## begin

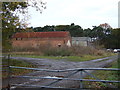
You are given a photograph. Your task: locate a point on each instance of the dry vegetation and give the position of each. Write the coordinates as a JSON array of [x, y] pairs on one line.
[[47, 50]]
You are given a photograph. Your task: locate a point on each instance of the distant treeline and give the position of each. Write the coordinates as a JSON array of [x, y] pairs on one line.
[[102, 34]]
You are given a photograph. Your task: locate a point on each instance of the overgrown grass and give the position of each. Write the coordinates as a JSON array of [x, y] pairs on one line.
[[105, 75], [13, 62], [67, 58]]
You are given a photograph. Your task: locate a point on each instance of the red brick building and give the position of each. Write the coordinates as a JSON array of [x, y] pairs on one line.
[[37, 39]]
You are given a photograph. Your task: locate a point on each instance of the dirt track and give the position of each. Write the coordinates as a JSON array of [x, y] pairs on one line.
[[58, 65]]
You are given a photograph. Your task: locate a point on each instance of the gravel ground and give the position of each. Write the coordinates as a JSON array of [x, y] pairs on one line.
[[57, 65]]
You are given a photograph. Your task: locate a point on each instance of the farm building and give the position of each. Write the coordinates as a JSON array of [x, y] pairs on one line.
[[82, 41], [37, 39]]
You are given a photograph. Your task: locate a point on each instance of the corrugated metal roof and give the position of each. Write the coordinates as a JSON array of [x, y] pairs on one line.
[[41, 34]]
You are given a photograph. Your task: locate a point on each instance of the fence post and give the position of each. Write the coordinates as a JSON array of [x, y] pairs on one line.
[[81, 77]]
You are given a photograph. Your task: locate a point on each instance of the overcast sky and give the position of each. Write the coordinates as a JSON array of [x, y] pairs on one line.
[[86, 13]]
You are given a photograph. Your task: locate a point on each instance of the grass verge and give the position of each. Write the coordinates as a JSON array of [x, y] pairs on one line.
[[13, 71], [67, 58]]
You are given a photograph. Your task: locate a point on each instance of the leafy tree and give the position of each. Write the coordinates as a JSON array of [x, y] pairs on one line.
[[112, 41], [10, 18]]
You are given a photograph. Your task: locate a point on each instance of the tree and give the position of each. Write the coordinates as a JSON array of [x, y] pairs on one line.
[[10, 18], [112, 41]]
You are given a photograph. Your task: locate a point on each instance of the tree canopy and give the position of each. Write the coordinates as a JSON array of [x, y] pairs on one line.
[[10, 18]]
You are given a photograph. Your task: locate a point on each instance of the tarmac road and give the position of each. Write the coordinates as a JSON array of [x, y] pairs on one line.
[[57, 65]]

## end

#### [THE REQUEST]
Rewrite each line of the data above as a Markdown table with two columns, Row and Data line, numbering the rows in order and skipping blank lines. Omit the picture from your table.

#### [RESPONSE BELOW]
| Row | Data line |
|---|---|
| 1 | You are given a photograph. Your task: locate a point on each instance of the dry vegetation and give the position of each. Write the coordinates as a JSON array of [x, y] pairs on one line. |
| 2 | [[47, 50]] |
| 3 | You are given a photograph. Your task: locate a point on each instance of the distant treeline and give the position of each. Write the coordinates as a JSON array of [x, y] pairs on one line. |
| 4 | [[102, 34]] |
| 5 | You are given a photograph. Your task: locate a point on each instance of the overgrown grass and give the position of each. Write the coordinates as a JSON array of [x, y] pairs on one line. |
| 6 | [[105, 75], [13, 62], [67, 58]] |
| 7 | You are given a photograph. Your task: locate a point on each instance of the red brick building and give the position of each. Write the coordinates as a JSON array of [x, y] pairs on one line. |
| 8 | [[37, 39]] |
| 9 | You are given a photograph. Your task: locate a point on each instance of the dirt track and give the position of each. Write the coordinates as a JSON array of [x, y] pairs on one line. |
| 10 | [[58, 65]] |
| 11 | You are given a photograph. Your task: locate a point on each instance of the gravel ground and give the position of each. Write the coordinates as a JSON array of [x, y] pairs on one line. |
| 12 | [[57, 65]] |
| 13 | You are given a photograph. Your task: locate a point on each instance of the farm building and give the position of each. Write the coordinates as a JSON array of [x, y] pairs on one line. |
| 14 | [[82, 41], [37, 39]] |
| 15 | You are given a photograph. Your task: locate a point on each instance of the corrugated metal roof and give the position of each. Write the coordinates as a JSON array of [x, y] pairs on one line. |
| 16 | [[41, 34]] |
| 17 | You are given a photograph. Your task: locate a point on each instance of the fence post and give the position of each. Write the coordinates as a JSON array of [x, y] pairs on one line. |
| 18 | [[81, 77]] |
| 19 | You are given a photograph. Your task: locate a point on each instance of the overcast sky and give the position of each. Write the coordinates as a JSON array of [x, y] pairs on one line. |
| 20 | [[86, 13]] |
| 21 | You are given a photograph. Your task: locate a point on each instance of the grass verge and give the position of each. Write the coordinates as a JSON array of [x, y] pairs on one line. |
| 22 | [[13, 71], [67, 58]] |
| 23 | You are given a photograph. Your task: locate a point on each instance of the leafy tree and give the position of each. Write the coordinates as a JSON array of [x, y] pairs on one line. |
| 24 | [[112, 41], [10, 18]] |
| 25 | You are given a photograph. Your task: locate a point on each instance of the tree and give the position of each. Write the coordinates as a JSON array of [x, y] pairs on one line. |
| 26 | [[10, 18], [112, 41]] |
| 27 | You are given a photograph. Your task: locate a point on each instance of the tree canopy and give the position of each. Write the coordinates as a JSON array of [x, y] pairs on one line. |
| 28 | [[10, 18]] |
| 29 | You are given a photograph. Your task: locate a point on each instance of the tarmac road and give the position of each. Write the coordinates as a JSON array of [x, y] pairs on one line. |
| 30 | [[57, 65]] |